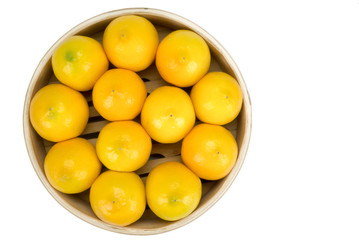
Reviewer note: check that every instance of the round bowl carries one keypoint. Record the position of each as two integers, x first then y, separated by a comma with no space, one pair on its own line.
78,204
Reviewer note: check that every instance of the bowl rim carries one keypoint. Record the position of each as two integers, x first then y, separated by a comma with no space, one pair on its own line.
227,58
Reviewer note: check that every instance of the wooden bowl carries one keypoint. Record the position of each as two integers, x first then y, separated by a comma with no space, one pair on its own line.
78,204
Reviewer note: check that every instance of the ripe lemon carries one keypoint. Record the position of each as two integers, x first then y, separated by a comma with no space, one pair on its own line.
118,197
217,98
119,95
173,191
168,114
131,42
72,166
183,58
210,151
58,112
123,146
78,62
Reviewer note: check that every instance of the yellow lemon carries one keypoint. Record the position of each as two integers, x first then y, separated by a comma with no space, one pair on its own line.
58,112
123,146
183,58
118,197
217,98
168,114
131,42
78,62
72,166
119,95
173,191
210,151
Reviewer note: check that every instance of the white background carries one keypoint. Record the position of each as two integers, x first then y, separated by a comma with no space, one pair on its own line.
300,61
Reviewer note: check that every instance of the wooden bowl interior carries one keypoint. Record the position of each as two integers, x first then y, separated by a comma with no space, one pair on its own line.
79,203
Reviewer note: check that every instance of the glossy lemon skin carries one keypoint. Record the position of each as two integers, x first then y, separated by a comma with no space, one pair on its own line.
○ ○ ○ ○
## Your goal
Write out every line of the material again, requests included, but add 22 to both the x and y value of each point. Leave the pictures out.

## The response
Reviewer note: check that every instance of the round bowl carries one keypoint. Record the position of each as two integers, x first then y, separated by a comma with no space, one pair on its own line.
100,226
Reviewer note: check that every instance of the bowl rim carries one keypoint. Record the position of each as two integers, x first then y, separated by a comma with no space, one pair on its own line.
249,80
Reviewer note: check that every instance of the wooden bowl carries one keypoint. Record the position of each as two integers, x first then y, separated by a comma with no space, one pair on its own line.
100,226
Reviewer note: check that every instance of the ripe lemon carries one keypoint. Record the position of each as two integers, x first then y, separated by a comma with no space, one pair on its own line.
140,219
239,120
141,117
195,213
190,136
153,64
94,188
205,80
232,173
80,134
145,168
100,84
Reviewer note: check that every instance of the yellow lemon carries one keypoint. Record the position of each as two integers, x first then y, separated by a comma with no space, one pair on its own line.
80,134
145,168
205,80
140,219
239,120
190,136
153,64
100,84
94,188
141,117
195,213
232,173
Reviewer note: check that every instance of the white background carries one keypoint. Record the position of each as two integers, x first then y, separated by a comma with no space, one pair on its own line.
322,83
Reviewer note: check that every instance of the wooden bowl interior carries one keypoint. Record the position of each as two integers, x first then y, separated by a comma with no space, one pair on its own line.
101,225
Reviewer note: check that every instance of the glossy lemon skin carries one keypoint. Record the position of each as two integers, x first then y, separated by a comma with no space, one pair on its own line.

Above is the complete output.